Requisitos do exercício →
• a. Responda com base no texto sobre a democracia:
(i) Que nacionalidade o texto atribui a David Runciman?
(ii) Que tradução livre o texto dá para "executive aggrandizement"?
(iii) Segundo a frase atribuída a Churchill, o que é a democracia?
• b. Transcreva do texto sobre a democracia, sem nenhuma alteração, o trecho que começa em "Para isso, precisam" e vai até "suspenso, ou adiado.".
• c. Diga se cada afirmação concorda com o texto sobre a democracia:
(i) Em países desenvolvidos, golpes militares são considerados prováveis.
(ii) Aos seguidores mobilizados pede-se lealdade acrítica.
(iii) A democracia deixou de funcionar.

Bloco de texto →
+---+
O cientista político inglês David Runciman comentou, em livro recente, a curiosa situação em que vivemos no planeta. Segundo ele, embora a democracia se mostre consolidada em países desenvolvidos e golpes militares sejam improváveis, há um descontentamento na sociedade frente à falta de representatividade ou de pertencimento que caminha junto com as consequências do que se convencionou chamar de Revolução 4.0.
Os órfãos do nacionalismo e de princípios unificadores típicos de épocas de guerra clamam também contra “burocracias transnacionais” e políticas ambientais que destroem empregos e renda, criando as bases para a ascensão de governos populistas que coloquem as instituições em risco, sem precisar derrubar presidentes. A partir de uma litania contra a grande imprensa, o Judiciário e o Legislativo —no que encontram eco nas ruas reais ou virtuais— promovem o que chama de “executive aggrandizement” (ou agigantamento do Executivo, em tradução livre).
Para isso, precisam mobilizar um exército de seguidores —o que não é difícil para quem se coloca como a voz dos que não se sentem representados pela ordem anterior—, a quem se pede lealdade acrítica, o que permite evitar o difícil trabalho de implementar políticas públicas ou atender a direitos. Nesse sentido, a democracia segue funcionando, mas corre o risco de se apequenar.
Mas, como dizia Churchill, a democracia é o pior sistema de governo, fora todos os outros, e a destruição por desfiguração desse tipo de governo não traz consigo a preservação de sociedades prósperas e harmônicas. Por ora, fica o tempo suspenso, ou adiado.
+---+
Entradas de imagem com regiões nomeadas:

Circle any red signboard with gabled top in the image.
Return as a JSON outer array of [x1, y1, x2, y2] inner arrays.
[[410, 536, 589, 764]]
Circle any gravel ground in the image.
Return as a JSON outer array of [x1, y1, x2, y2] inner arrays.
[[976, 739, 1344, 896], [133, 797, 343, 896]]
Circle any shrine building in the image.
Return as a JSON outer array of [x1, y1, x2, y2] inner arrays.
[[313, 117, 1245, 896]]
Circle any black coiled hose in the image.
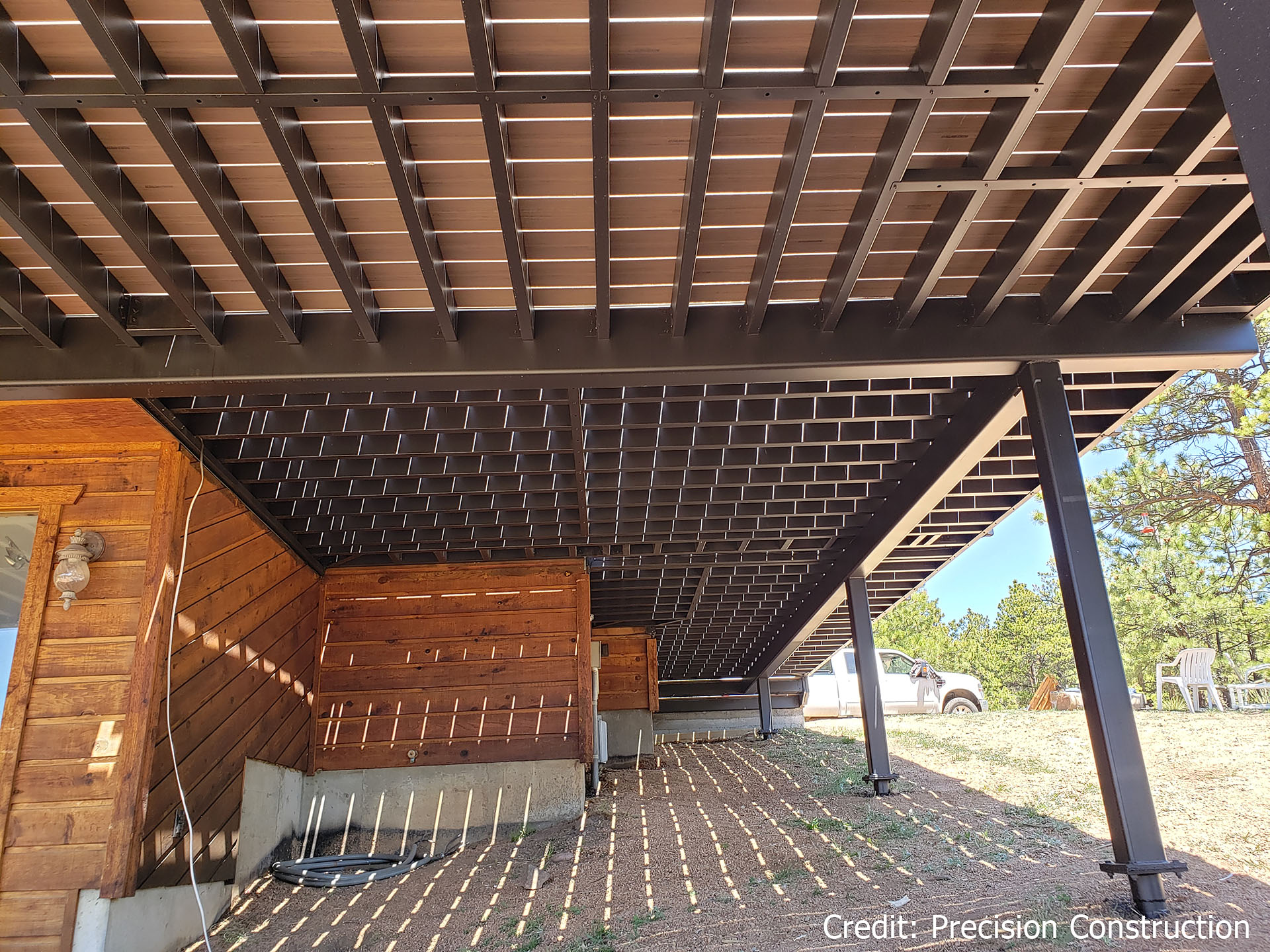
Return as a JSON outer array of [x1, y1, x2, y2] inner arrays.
[[269, 836, 460, 889]]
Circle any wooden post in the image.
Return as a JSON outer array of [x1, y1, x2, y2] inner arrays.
[[0, 486, 84, 893], [575, 571, 595, 764], [101, 443, 184, 898]]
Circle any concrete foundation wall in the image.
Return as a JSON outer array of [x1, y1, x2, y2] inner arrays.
[[233, 759, 305, 889], [653, 707, 802, 740], [300, 760, 585, 854], [71, 882, 232, 952], [599, 711, 653, 756]]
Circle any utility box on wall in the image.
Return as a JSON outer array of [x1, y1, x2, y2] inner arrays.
[[592, 627, 659, 756]]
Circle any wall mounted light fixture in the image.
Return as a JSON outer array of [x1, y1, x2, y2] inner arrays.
[[54, 530, 105, 612]]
+---+
Respostas por tarefa →
• a.
(i) Inglesa.
(ii) Agigantamento do Executivo.
(iii) O pior sistema de governo, fora todos os outros.

• b.
Para isso, precisam mobilizar um exército de seguidores —o que não é difícil para quem se coloca como a voz dos que não se sentem representados pela ordem anterior—, a quem se pede lealdade acrítica, o que permite evitar o difícil trabalho de implementar políticas públicas ou atender a direitos. Nesse sentido, a democracia segue funcionando, mas corre o risco de se apequenar.
Mas, como dizia Churchill, a democracia é o pior sistema de governo, fora todos os outros, e a destruição por desfiguração desse tipo de governo não traz consigo a preservação de sociedades prósperas e harmônicas. Por ora, fica o tempo suspenso, ou adiado.

• c.
(i) Não: "golpes militares sejam improváveis".
(ii) Sim: "a quem se pede lealdade acrítica".
(iii) Não: "a democracia segue funcionando, mas corre o risco de se apequenar".